* Quoted text *
Finally, the bonds which connect the subject matter of school
study with the habits and ideals of the social group are
disguised and covered up. The ties are so loosened that it often
appears as if there were none; as if subject matter existed
simply as knowledge on its own independent behoof, and as if
study were the mere act of mastering it for its own sake,
irrespective of any social values. Since it is highly important
for practical reasons to counter-act this tendency (See ante, p.
8) the chief purposes of our theoretical discussion are to make
clear the connection which is so readily lost from sight, and to
show in some detail the social content and function of the chief
constituents of the course of study.

* Work instructions *
**A)** Repeat the portion of the passage on school subject matter that begins at the words "8) the chief" and stops after "course of study.".
**B)** In the passage on school subject matter, what happens to the bonds that connect school study with the habits and ideals of the social group?
These lines have no connection to the passage on school subject matter.

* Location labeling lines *

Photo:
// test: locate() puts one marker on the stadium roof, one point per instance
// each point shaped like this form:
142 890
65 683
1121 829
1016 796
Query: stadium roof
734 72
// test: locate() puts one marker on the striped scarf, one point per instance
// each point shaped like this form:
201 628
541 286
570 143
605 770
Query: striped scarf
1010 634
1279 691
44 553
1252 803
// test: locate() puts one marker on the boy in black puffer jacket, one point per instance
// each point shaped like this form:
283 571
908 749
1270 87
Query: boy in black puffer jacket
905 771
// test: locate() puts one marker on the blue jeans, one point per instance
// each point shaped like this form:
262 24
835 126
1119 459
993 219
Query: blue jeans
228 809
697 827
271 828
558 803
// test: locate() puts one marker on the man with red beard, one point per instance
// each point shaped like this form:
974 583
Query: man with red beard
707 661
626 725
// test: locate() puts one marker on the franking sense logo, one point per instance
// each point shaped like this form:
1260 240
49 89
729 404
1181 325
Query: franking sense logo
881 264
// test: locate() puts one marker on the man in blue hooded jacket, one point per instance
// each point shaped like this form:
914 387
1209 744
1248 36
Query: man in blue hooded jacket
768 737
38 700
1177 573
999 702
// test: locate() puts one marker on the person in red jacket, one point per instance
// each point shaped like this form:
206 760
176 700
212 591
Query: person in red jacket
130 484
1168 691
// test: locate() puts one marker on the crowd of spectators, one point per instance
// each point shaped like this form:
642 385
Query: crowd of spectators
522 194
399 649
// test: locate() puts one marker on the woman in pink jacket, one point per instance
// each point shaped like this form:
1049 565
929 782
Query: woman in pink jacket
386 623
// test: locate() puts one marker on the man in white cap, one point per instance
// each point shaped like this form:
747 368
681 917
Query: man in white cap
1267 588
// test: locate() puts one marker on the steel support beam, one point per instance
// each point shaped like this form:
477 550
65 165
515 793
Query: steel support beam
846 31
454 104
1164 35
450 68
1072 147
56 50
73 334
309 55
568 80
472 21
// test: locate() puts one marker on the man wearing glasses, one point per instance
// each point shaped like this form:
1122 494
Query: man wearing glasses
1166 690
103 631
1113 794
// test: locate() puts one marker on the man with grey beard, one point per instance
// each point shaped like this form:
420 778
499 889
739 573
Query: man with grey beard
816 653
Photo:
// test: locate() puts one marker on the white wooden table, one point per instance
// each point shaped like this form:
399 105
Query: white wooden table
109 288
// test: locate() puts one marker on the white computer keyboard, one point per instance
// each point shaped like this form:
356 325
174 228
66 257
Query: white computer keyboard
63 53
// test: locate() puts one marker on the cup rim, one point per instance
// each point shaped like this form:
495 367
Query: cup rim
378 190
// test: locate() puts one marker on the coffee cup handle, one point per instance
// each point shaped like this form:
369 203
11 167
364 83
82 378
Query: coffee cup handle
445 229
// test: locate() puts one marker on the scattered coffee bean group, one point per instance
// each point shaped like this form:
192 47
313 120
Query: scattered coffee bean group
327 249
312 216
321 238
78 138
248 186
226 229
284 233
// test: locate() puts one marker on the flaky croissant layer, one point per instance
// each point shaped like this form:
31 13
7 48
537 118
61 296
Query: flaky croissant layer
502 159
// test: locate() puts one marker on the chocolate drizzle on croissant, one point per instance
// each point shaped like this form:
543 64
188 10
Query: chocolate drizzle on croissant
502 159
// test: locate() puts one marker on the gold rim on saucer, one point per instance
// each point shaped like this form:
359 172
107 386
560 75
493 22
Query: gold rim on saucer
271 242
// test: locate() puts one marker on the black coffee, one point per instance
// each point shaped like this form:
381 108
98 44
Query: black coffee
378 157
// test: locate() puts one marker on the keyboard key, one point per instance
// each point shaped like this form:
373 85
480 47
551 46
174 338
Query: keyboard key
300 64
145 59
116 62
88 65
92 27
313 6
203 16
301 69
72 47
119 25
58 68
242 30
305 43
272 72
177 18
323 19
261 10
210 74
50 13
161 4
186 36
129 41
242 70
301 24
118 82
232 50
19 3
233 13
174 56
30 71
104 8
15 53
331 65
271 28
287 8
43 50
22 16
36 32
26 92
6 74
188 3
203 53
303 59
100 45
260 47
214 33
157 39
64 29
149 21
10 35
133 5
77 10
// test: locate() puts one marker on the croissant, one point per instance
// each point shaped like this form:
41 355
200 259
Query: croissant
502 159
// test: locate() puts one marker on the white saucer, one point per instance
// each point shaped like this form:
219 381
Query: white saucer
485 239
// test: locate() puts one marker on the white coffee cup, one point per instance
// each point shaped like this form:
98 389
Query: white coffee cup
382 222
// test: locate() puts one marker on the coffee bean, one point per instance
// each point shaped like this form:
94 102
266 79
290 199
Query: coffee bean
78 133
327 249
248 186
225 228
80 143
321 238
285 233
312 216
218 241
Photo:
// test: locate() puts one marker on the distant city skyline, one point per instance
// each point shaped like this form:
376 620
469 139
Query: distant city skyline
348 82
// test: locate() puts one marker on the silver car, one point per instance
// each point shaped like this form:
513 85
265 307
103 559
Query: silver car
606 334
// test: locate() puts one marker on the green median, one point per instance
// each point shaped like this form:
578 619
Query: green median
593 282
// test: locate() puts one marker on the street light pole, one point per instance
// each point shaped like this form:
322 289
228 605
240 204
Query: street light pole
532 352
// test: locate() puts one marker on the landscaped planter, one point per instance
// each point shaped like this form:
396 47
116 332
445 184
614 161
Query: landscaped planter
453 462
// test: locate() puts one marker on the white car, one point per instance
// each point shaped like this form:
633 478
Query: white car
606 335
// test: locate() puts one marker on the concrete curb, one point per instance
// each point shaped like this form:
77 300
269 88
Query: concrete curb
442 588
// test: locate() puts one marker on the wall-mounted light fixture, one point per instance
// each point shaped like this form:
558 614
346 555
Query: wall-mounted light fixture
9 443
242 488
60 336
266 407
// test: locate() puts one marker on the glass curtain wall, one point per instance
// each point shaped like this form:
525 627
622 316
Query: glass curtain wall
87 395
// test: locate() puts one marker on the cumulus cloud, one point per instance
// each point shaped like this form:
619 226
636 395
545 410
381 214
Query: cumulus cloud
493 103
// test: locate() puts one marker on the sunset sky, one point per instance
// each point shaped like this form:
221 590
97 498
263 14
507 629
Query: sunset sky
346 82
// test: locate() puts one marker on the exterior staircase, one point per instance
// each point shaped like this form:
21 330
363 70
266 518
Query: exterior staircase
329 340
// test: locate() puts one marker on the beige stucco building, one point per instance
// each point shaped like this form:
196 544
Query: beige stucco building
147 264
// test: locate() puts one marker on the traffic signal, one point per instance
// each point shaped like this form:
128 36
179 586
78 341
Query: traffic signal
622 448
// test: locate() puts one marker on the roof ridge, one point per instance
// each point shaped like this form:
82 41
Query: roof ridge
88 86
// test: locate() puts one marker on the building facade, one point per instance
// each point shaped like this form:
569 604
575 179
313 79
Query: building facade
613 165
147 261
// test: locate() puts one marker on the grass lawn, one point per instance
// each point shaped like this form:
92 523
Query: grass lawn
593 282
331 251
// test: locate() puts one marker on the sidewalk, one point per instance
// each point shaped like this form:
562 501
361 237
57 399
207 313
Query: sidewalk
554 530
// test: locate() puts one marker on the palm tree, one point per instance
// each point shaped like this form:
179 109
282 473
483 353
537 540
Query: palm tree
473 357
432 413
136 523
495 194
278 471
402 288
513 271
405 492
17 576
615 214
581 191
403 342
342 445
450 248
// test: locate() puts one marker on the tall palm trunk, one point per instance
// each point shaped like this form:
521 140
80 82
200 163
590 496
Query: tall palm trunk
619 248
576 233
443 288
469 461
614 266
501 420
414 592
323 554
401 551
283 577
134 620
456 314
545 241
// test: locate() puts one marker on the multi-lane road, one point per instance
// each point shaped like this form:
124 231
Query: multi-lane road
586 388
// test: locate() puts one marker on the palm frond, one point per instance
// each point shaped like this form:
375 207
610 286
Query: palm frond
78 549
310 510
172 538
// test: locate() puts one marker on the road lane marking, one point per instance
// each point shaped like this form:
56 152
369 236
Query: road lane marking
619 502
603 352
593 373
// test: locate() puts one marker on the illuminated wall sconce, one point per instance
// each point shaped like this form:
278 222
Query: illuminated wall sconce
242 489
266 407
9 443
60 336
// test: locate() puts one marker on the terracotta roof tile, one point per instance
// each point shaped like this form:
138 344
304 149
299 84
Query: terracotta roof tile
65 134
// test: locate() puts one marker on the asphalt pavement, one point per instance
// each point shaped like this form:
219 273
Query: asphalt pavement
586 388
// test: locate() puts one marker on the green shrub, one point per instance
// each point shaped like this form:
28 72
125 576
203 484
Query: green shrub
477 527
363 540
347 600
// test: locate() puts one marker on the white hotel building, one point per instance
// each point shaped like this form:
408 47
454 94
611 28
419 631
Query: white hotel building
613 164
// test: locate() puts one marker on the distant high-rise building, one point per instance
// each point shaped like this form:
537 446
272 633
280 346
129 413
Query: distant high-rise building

* Results for each task *
**A)**
8) the chief purposes of our theoretical discussion are to make
clear the connection which is so readily lost from sight, and to
show in some detail the social content and function of the chief
constituents of the course of study.

**B)** They are disguised and covered up.